Exercise requirements
Beginning with the line containing "the white cabinetry." and ending with the last line of the entries below, copy each line exactly and nothing else.

::: Supplied data

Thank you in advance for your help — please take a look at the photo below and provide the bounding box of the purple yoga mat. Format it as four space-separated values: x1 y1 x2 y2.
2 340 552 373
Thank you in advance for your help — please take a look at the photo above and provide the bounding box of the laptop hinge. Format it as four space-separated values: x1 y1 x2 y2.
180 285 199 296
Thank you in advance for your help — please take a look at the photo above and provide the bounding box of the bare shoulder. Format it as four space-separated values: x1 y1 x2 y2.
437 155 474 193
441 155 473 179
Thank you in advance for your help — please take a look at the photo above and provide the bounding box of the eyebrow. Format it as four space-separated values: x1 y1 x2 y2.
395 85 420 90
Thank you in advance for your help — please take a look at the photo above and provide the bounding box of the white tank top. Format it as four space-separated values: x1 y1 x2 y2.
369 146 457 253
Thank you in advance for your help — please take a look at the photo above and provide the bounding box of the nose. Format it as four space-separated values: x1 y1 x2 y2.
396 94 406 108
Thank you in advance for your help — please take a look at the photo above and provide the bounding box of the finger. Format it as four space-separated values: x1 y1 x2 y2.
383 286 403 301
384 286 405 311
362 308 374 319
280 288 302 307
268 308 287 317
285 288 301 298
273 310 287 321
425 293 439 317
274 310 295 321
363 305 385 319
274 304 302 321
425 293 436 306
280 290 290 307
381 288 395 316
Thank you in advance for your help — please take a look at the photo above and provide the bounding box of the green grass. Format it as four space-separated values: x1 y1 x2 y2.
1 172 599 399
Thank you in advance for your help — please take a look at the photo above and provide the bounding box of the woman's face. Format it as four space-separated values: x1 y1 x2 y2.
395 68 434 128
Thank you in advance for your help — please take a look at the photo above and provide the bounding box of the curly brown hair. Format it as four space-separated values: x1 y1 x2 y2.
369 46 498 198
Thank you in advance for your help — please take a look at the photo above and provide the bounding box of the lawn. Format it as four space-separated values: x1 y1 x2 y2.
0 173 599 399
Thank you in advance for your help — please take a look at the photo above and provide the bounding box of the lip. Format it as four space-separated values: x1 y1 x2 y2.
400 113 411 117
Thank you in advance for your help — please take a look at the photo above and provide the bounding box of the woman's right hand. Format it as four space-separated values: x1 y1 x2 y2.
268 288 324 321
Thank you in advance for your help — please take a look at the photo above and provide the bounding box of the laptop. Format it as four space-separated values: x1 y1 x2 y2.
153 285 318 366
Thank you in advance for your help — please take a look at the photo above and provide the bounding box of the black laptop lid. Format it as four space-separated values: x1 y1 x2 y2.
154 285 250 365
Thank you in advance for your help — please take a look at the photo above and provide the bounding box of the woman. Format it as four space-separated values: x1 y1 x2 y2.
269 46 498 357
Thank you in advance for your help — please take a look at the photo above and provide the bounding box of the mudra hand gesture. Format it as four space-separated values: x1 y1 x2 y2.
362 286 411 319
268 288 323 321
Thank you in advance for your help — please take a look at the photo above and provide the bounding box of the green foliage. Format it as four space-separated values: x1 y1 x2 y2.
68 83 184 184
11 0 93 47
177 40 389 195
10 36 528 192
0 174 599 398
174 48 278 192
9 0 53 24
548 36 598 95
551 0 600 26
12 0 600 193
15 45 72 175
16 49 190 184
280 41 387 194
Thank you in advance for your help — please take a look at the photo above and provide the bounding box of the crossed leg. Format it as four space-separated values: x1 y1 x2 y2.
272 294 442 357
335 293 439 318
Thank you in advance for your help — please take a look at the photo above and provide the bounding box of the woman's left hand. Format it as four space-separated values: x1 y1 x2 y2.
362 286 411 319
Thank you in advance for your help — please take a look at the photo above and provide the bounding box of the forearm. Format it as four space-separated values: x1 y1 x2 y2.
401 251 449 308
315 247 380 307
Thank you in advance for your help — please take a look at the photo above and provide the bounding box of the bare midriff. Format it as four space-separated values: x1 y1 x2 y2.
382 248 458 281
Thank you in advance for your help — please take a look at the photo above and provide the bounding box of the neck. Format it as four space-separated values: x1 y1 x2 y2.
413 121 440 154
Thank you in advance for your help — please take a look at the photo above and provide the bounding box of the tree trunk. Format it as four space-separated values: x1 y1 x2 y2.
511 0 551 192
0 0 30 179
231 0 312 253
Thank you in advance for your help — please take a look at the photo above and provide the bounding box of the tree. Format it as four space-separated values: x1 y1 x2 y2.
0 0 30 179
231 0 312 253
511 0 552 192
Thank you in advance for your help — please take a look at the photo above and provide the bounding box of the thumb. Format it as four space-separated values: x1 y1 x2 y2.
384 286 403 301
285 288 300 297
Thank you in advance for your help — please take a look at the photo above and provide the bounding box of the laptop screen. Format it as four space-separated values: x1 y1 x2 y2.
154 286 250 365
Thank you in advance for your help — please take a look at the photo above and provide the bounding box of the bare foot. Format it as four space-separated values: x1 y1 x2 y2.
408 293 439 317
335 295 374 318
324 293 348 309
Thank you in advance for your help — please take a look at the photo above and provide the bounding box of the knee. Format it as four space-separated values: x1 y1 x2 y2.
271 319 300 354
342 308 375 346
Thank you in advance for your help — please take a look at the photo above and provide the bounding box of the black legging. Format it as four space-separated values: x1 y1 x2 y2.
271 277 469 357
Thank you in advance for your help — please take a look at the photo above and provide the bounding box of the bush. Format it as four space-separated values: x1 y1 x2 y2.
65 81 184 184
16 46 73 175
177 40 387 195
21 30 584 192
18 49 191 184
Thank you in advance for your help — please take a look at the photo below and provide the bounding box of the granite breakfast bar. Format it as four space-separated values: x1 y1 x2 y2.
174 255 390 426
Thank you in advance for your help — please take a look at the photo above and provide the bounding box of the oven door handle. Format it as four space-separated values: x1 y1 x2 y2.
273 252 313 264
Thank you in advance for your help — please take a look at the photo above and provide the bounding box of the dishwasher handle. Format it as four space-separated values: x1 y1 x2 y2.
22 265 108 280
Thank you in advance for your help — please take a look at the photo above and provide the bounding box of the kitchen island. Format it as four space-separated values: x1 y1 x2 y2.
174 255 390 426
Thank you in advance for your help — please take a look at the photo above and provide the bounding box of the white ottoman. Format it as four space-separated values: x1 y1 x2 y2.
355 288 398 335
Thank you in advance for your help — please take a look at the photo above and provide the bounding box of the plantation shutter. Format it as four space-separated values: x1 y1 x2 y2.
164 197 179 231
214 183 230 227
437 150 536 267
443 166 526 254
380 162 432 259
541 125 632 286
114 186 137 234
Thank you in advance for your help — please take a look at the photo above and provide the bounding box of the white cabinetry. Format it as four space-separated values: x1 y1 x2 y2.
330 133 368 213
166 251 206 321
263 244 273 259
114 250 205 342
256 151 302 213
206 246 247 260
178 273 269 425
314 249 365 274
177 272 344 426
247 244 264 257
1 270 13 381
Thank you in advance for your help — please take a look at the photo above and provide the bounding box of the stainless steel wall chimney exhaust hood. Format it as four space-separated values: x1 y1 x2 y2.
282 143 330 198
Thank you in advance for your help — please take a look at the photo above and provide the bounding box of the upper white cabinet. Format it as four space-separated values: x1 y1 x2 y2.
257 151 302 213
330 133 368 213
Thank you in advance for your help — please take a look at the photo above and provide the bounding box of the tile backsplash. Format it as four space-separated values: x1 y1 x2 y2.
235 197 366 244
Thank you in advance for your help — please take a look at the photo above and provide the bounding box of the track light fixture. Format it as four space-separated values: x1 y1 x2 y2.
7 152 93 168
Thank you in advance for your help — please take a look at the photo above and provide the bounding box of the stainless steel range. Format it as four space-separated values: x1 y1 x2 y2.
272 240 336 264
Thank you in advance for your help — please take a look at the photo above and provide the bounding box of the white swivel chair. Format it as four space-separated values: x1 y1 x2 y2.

::::::

Result of this exercise
Thank you in advance for your help — please take a look at the photo above and provide the bounding box of the white cabinetry. Format it as four space-separated values: x1 y1 x2 y2.
330 133 368 213
166 251 206 321
263 244 273 259
114 250 205 342
256 151 302 213
206 246 247 260
178 273 269 425
314 249 365 274
177 272 344 426
247 244 264 257
1 270 13 381
Thank you in advance for your help — please take a look at the photo above and provide the bounding box of the stainless steel wall chimney exhaust hood. Format it as four space-separated values: x1 y1 x2 y2.
282 143 330 198
Thank you in advance for your help — please take a look at the photo above and provide the bounding box of the upper white cabinet. Format it as four space-separated values: x1 y1 x2 y2.
257 151 302 213
330 133 368 213
Thank you in advance for your help — please take a look at the photo above and provide the bounding box of the tile backsplash. Format it as four space-separated values: x1 y1 x2 y2.
235 197 366 244
Thank you in advance for your help — please take a look at the photo above and provide the bounding box of the track light fixture. Format it as four space-separated values: x1 y1 x2 y2.
7 152 93 168
Thank you in advance for your help — please take a look at the photo above and provide the bounding box of the stainless steel range. Format it as four space-separated values: x1 y1 x2 y2.
272 240 336 264
Thank you in advance for your help — please take a look at the photo above and provide the bounding box of the white swivel chair. Format it as four space-separated values: x1 y1 x2 y2.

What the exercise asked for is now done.